(Beginning of Records for this exercise)
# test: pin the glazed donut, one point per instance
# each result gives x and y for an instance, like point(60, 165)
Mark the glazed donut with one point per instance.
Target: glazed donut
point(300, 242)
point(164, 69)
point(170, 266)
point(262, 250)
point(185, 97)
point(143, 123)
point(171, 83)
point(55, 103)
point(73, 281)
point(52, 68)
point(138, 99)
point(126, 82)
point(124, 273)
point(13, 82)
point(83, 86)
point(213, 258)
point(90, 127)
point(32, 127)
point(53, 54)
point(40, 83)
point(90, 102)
(End of Records for this exercise)
■ Task objective: Beginning with the line that contains "# each result", quote each line exactly through the last line of the entries above, and nothing beyond them.

■ Completed exercise:
# each result gives x and y for an instance, like point(60, 165)
Mark the glazed donut with one point per instance.
Target: glazed donut
point(300, 242)
point(164, 69)
point(170, 266)
point(262, 250)
point(185, 97)
point(143, 123)
point(171, 83)
point(55, 103)
point(73, 281)
point(52, 68)
point(138, 99)
point(126, 82)
point(124, 273)
point(13, 82)
point(83, 86)
point(213, 258)
point(90, 127)
point(32, 127)
point(53, 54)
point(40, 83)
point(90, 102)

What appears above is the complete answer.